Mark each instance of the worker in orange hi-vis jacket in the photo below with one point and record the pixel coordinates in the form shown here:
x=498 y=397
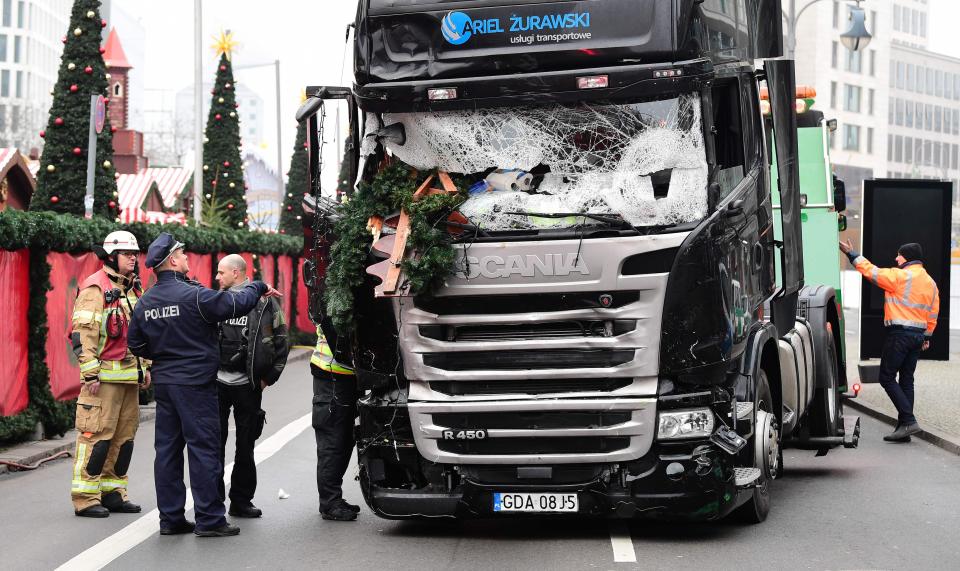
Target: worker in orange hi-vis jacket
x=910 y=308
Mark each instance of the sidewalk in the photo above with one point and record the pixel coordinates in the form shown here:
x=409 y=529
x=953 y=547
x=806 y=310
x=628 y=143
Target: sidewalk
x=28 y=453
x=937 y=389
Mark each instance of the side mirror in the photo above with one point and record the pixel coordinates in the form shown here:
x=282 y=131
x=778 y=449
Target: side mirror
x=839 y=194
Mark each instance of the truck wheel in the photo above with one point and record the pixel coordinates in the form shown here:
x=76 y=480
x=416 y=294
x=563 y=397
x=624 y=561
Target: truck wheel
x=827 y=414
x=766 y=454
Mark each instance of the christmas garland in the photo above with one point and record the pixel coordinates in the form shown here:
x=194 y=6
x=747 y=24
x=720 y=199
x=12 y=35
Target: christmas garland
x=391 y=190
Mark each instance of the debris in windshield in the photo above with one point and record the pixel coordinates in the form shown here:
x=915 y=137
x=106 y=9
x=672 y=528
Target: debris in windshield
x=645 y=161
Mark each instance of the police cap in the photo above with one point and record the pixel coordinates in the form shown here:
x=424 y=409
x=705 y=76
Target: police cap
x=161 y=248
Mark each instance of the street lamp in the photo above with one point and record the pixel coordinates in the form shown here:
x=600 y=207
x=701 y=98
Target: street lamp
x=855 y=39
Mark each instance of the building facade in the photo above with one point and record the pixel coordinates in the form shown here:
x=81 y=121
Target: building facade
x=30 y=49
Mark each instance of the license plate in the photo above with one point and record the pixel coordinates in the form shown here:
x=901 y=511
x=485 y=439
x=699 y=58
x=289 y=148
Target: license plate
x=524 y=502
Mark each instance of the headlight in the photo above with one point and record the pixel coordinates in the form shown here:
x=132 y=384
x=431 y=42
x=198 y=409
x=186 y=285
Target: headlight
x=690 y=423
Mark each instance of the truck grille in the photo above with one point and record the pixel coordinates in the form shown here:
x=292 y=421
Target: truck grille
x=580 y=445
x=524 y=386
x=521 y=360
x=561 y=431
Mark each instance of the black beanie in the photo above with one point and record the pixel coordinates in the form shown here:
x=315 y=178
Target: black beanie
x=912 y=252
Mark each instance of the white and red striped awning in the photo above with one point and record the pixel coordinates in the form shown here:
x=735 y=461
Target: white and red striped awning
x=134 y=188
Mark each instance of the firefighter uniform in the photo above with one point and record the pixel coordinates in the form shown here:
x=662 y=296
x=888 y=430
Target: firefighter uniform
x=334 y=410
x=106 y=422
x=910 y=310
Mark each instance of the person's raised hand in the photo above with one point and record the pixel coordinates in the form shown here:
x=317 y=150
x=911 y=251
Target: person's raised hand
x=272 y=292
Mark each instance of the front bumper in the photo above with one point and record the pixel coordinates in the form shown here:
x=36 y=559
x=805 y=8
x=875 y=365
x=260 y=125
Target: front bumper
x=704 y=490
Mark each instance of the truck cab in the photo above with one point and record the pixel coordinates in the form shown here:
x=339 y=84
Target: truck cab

[Request] Reproduce all of the records above word for word, leaving out the picture.

[Response below]
Mark each instance of the worker in orange hi-vis jacket in the photo below with one point and record the pixel coordinates in the form shown here:
x=498 y=397
Target: worker in orange hi-vis jacket
x=910 y=308
Mark each instance of the sidewalk in the photo above with one point and record the pixel coordinates in the form shown here:
x=409 y=529
x=953 y=547
x=806 y=310
x=628 y=143
Target: sidewalk
x=28 y=453
x=937 y=389
Mark each instance of the side mirror in the photo above with one point and record the pixel coordinates in the form shown here:
x=282 y=131
x=778 y=449
Target: side mirror
x=839 y=194
Mark each instance of the truck wheel in the photo above with one point and record the pixel coordinates in the form shown here:
x=76 y=480
x=416 y=294
x=563 y=397
x=624 y=561
Target: truck wheel
x=827 y=414
x=766 y=454
Mark each instance of the christmas garland in the photo above with one point and record the pixel coordinates in the form shown here:
x=194 y=6
x=747 y=24
x=720 y=199
x=12 y=35
Target: christmas garland
x=391 y=190
Mark each instance of the debris in windshield in the photo above with one point and record the pixel coordinates in the form shown here:
x=915 y=137
x=106 y=9
x=672 y=528
Target: debris in windshield
x=645 y=161
Mark each instance of the police cap in the photo above with one point and record the pixel coordinates in the form shown here:
x=424 y=409
x=705 y=76
Target: police cap
x=161 y=248
Mark each instance of the street lamp in the photo above with one point and record the pixel coordinates in the form shown here:
x=600 y=207
x=701 y=98
Target: street lamp
x=855 y=39
Mark each instance of the building facade in the photo above with one point and record the pixel coordinates in the form shown here:
x=81 y=121
Target: building facade
x=30 y=49
Mark each instance of the license plate in the photo above with one point and record the pixel coordinates in the form shown here:
x=901 y=511
x=485 y=439
x=699 y=58
x=289 y=148
Target: license plate
x=524 y=502
Mark each instance of the headlight in the photo above with one point and record the pixel coordinates in the form shown here:
x=132 y=384
x=431 y=42
x=198 y=409
x=186 y=285
Target: headlight
x=690 y=423
Mark each instance of the truck grille in the photo above with one point and record the pixel coordinates in the form shown here:
x=292 y=421
Target: truck grille
x=580 y=445
x=524 y=386
x=521 y=360
x=561 y=431
Mark each instance of the black beanie in the photo above with one point and record the pixel coordinates in the form shown here:
x=315 y=178
Target: black beanie
x=912 y=252
Mark each instance of the white and red striped awning in the photo above with one point and record the pixel coordinates in the form shown here:
x=735 y=461
Target: white and red striped awning
x=134 y=188
Mark each instance of the firefighter uniform in the photo above with one point and record the pixel coordinates in the form shown here:
x=662 y=296
x=888 y=430
Target: firefighter uniform
x=334 y=410
x=106 y=422
x=910 y=310
Mark each instance of the person's raised hand in the photo above with one point and record the pixel coordinates in the form shown here:
x=317 y=150
x=911 y=251
Target: person's raised hand
x=272 y=292
Mark each instance of the front bumper in the photo above with one point and record the pixel coordinates in the form shown here:
x=36 y=559
x=805 y=8
x=875 y=365
x=260 y=125
Target: front bumper
x=704 y=490
Mark each instance of the truck cab in the photo above with one point and record the pixel coordinates in the form shown here:
x=339 y=84
Target: truck cab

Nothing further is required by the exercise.